> [SOURCE PASSAGE]:
- - -

Junran Zhang


2026

Reinforcement learning (RL) has recently shown remarkable ability to enhance reasoning in large language models (LLMs), yet its potential in scientific domains beyond mathematics remains largely unexplored. Geoscience questions couple broad factual knowledge with multi-step inference and often rely on visual evidence such as maps, cross-sections, and diagrams, making them a challenging but verifiable testbed for RL-based reasoning. To enable this study, we introduce GeoMC-10K, a dataset of 10,000 geoscience multiple-choice questions spanning physical to human geography and high-school to professional levels; over 30% of the questions are image dependent. To support text-only RL on these multimodal questions, we design GeoM2T, a multi-agent framework that converts multimodal questions into descriptive text while preserving answerability and difficulty. Fine-tuning LLaMA-3.1-8B and Qwen-3-8B with Group Relative Policy Optimization (GRPO), incorporating a factual reward mechanism, yields GR1, which achieves absolute accuracy improvements of 5.9% and 13.3%, respectively, and it generalizes to out-of-distribution geoscience benchmarks. Together, GeoMC-10K, GeoM2T, and GR1 establish a scalable benchmark and baseline for RL-enhanced geoscience reasoning.

- - -

> [BRIEF]: In the abstract on geoscience reasoning, what share of the GeoMC-10K questions depend on images?

- - -

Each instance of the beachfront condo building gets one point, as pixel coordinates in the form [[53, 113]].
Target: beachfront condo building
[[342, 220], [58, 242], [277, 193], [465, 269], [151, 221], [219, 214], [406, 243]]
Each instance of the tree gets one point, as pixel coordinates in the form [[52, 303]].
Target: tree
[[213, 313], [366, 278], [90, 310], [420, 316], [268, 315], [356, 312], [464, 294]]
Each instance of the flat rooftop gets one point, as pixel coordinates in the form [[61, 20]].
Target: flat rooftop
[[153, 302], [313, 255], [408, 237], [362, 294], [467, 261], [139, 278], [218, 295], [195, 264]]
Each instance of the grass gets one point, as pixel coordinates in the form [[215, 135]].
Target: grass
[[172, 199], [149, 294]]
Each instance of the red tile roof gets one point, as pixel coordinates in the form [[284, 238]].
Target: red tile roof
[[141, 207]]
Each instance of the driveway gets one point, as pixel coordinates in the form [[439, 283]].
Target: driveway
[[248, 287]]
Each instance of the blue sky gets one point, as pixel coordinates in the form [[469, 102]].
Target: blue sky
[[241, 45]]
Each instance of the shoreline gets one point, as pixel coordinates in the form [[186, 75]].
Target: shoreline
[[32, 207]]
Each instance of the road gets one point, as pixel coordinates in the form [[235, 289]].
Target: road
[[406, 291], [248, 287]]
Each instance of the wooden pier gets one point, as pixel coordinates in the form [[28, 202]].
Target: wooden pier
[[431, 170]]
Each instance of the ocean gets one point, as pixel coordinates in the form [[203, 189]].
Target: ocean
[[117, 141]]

- - -

> [EXERCISE RESULT]: Over 30% of the questions.